## Exercise objective
Reproduce exactly, and nothing but, the lines between the one with "Query: terracotta roof tile" and the end of the entries, both ends included.

## Data for review
+ + +

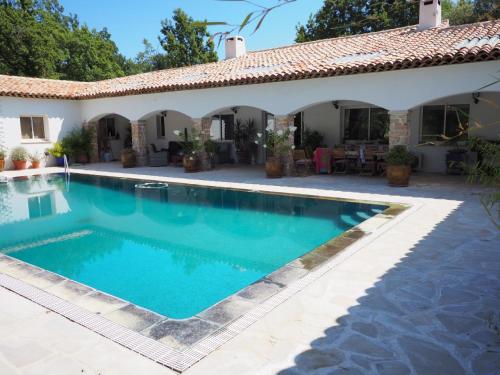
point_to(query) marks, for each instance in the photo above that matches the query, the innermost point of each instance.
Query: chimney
(235, 47)
(429, 14)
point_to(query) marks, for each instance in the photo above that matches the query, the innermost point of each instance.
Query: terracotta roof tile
(402, 48)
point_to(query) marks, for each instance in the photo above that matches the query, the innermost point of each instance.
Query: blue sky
(130, 21)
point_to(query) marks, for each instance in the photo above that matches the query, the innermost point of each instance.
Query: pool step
(47, 241)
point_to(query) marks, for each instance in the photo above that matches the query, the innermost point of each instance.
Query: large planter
(398, 175)
(60, 161)
(129, 159)
(191, 164)
(274, 167)
(19, 164)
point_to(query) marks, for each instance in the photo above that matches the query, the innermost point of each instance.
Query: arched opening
(234, 130)
(163, 145)
(338, 122)
(113, 134)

+ + +

## Task output
Query: terracotta roof tile
(402, 48)
point_to(query) marks, for each instance in the photo above that matches the query, the innermost point of each instance.
Query: blue sky
(130, 21)
point_to(query) marks, for each instance in the photo above that matches the query, the innermost point of each instance.
Query: pool step
(47, 241)
point_to(query) marks, for each instance in the photo above that matches the query, the innermost point of each instance.
Query: large planter
(398, 175)
(60, 161)
(129, 159)
(191, 164)
(274, 167)
(19, 164)
point_to(query) marks, for each instance in the photo above that matches the query, the innermost point of each instance.
Query: arched opening
(234, 130)
(163, 145)
(338, 122)
(113, 134)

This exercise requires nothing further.